» **Try it**: Filter task. Return each line of the material that holds the string "hand".
======== Study material ========
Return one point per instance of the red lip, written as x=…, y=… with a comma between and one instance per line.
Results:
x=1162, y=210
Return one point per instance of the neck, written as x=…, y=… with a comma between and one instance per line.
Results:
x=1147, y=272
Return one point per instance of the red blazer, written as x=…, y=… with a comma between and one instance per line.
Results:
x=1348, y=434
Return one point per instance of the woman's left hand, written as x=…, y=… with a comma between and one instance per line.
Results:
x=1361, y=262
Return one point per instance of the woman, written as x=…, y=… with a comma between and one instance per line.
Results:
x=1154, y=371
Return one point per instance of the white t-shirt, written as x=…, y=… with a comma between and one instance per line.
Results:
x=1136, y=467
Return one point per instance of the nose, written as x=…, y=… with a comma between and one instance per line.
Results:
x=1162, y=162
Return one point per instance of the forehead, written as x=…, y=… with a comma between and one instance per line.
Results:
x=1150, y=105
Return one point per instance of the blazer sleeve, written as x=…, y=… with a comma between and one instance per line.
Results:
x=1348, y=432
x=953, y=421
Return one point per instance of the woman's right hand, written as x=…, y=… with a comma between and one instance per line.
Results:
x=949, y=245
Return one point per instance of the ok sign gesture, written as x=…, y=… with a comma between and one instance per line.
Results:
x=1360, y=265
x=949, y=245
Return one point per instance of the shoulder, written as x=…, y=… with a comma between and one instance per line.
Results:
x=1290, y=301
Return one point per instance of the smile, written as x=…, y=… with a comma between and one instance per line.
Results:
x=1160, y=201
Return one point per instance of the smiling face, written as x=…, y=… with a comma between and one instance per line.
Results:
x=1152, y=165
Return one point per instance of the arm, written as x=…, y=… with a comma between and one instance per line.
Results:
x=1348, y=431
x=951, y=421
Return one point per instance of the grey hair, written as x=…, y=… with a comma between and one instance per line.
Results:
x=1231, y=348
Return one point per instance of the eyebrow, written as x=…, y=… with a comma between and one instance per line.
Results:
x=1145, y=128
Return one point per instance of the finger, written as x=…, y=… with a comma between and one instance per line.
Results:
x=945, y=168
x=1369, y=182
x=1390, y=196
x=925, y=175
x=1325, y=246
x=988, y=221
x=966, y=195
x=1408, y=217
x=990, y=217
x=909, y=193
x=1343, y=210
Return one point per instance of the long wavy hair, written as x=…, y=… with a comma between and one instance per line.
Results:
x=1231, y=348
========
» **Result**:
Return one point per instance of the woman's left hand, written as x=…, y=… with a comma between and one instance per line.
Return one point per instance of the woman's right hand, written as x=…, y=… with a comma between and one instance per line.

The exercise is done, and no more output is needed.